_PASSAGE GIVEN_
----

Overview of the TEI

Motives for Text Encoding

We’ve been talking so far about the kinds of responsibility that document modelling and text encoding express concerning the text itself: to represent it adequately in an intellectual sense

How about the larger context? Why do we need text encoding, socially? What function does it serve in the larger ecology of scholarship?

There are several other important functions text encoding can perform:

To store information for the long term, in a format that is not vulnerable to changes in hardware and software
served by using an non-proprietary, open data format like XML
To exchange information meaningfully with colleagues and other projects, and to publish it for future use.
to achieve this, you need not just an adequate conception of how you want to model your textual information: you need to agree on this conception with anyone you plan to share data with
in other words, you need some sort of lingua franca, a common standard that expresses what you all agree are the important concepts and structures
for this, you also need some sort of infrastructure for developing and maintaining the markup system and even more importantly its documentation, so that people who want to use it have a place to go find it, learn about it.
you might be able to come up with a perfectly good encoding system all by yourself; if you lived on a desert island, you wouldn’t have any motive to do otherwise
but insofar as text encoding is a community-oriented activity, inventing your own system from scratch can be a very solipsistic activity

This is ultimately why the TEI exists: to provide a long-term, detailed, analytically rich markup system that is understood by an entire community and can be used to create sharable, durable representations of the textual objects that community cares about.

What is the TEI?

Technically: The TEI is a standards organization that exists to create, maintain, and disseminate a standard for humanities text encoding

a common language for encoding humanities documents of all sorts, typically for research or archival purposes
internationally developed and used
widely supported and used within the academy, libraries, museums, anywhere people have important humanities data

Organizationally: The TEI is an international consortium whose members are institutions that want the TEI to continue to exist

Socially: The TEI is a community of people and projects who use text encoding in a wide variety of ways, and who communicate with one another about their research and the practical problems associated with it.

----

_SUPPLIED MATERIAL_
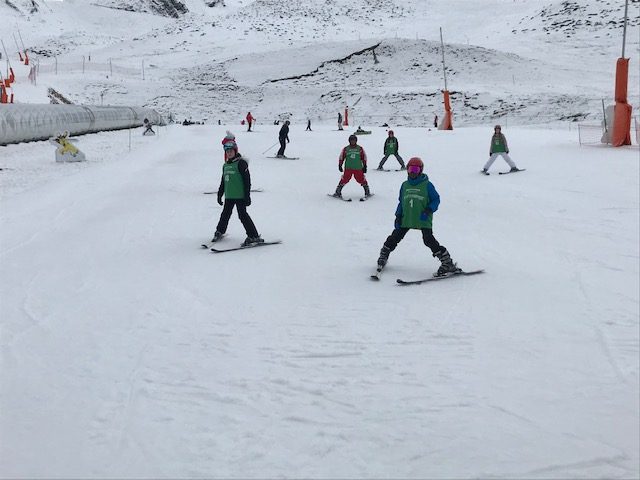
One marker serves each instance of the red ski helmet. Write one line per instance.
(415, 162)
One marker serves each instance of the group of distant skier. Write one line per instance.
(418, 198)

----

_SET PROBLEM A_
Repeat the part of the TEI overview from "We’ve been talking" to "for future use." word for word.
_SET PROBLEM B_
In the TEI overview, who are the members of the TEI consortium?
_SET PROBLEM C_
Pick up the TEI overview after its last sentence and keep writing it.

_EXERCISE RESPONSE A_
We’ve been talking so far about the kinds of responsibility that document modelling and text encoding express concerning the text itself: to represent it adequately in an intellectual sense

How about the larger context? Why do we need text encoding, socially? What function does it serve in the larger ecology of scholarship?

There are several other important functions text encoding can perform:

To store information for the long term, in a format that is not vulnerable to changes in hardware and software
served by using an non-proprietary, open data format like XML
To exchange information meaningfully with colleagues and other projects, and to publish it for future use.

_EXERCISE RESPONSE B_
Institutions that want the TEI to continue to exist.

_EXERCISE RESPONSE C_
The TEI is also, importantly, the set of guidelines and XML specifications that make up the TEI Guidelines.

first published in 1990; a major release in 1994 (P3) which was the first version to be widely used
an XML version published in 2001 (P4)
now, a fully revised version being prepared, which will use schemas rather than DTDs and will also add a number of new features. This will be released next year as P5.

The TEI Guidelines

The TEI Guidelines are a flexible specification:

Not intended to be difficult or burdensome to use
Not intended to require uniformity from all users
Intended to be adapted and customized
Not unlike a human language: has idiomatic usage, dialects, local usage

Areas of Usage

Digital libraries and digital archives
Literary and cultural materials
Scholarly editions
Manuscript collections and descriptions
Dictionaries
Language corpora
Historical documents
Anthropology and social sciences
Authoring
Many other areas…

Customization

It’s important to note that the TEI is not a fixed tag set that is written in stone

it is intended to be customized: both for users to select a subset of the TEI that they really need, and for users to add elements for particular features in their texts

In fact, the TEI is not really ever used directly in its raw form. In all cases a customized view of the TEI, or a customization is what is used.

When users want to create TEI schemas, they create a customization file that lists the modules they would like to use, the specific elements they would like to add or delete, the attributes they change, etc.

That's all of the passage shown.